Source material:
*****
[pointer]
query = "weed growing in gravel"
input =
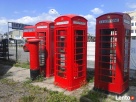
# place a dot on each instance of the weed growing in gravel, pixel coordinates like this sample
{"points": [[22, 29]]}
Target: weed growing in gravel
{"points": [[8, 81]]}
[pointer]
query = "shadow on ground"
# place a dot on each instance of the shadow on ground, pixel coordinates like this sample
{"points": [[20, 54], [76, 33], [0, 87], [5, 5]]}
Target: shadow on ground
{"points": [[95, 95], [5, 65]]}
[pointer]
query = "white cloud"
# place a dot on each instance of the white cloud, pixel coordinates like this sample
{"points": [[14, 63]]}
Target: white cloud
{"points": [[50, 15], [102, 5], [131, 5], [16, 12], [53, 11], [97, 11]]}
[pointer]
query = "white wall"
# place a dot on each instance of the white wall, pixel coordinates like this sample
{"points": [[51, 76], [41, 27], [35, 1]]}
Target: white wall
{"points": [[91, 53]]}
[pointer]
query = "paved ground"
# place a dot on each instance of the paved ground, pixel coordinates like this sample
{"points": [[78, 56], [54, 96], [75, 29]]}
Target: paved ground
{"points": [[20, 75]]}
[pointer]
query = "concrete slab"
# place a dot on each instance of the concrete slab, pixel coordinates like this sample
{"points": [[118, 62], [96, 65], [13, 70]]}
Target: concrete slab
{"points": [[21, 75]]}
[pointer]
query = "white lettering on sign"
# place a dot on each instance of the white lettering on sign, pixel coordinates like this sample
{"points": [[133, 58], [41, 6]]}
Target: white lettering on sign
{"points": [[127, 21], [79, 22], [41, 26], [63, 22], [109, 20], [51, 26]]}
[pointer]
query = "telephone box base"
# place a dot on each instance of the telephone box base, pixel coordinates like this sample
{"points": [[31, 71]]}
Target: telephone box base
{"points": [[34, 74], [110, 92]]}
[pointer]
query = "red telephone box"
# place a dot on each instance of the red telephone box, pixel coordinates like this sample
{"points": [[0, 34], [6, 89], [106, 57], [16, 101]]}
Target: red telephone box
{"points": [[70, 51], [45, 32], [112, 56], [34, 58], [28, 33]]}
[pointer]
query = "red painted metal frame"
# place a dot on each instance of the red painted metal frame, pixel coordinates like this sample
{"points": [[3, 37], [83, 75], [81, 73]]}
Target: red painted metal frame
*****
What the exercise asks: Your answer should be only the number of lines in the records that hold the word "painted".

Output for this task: 3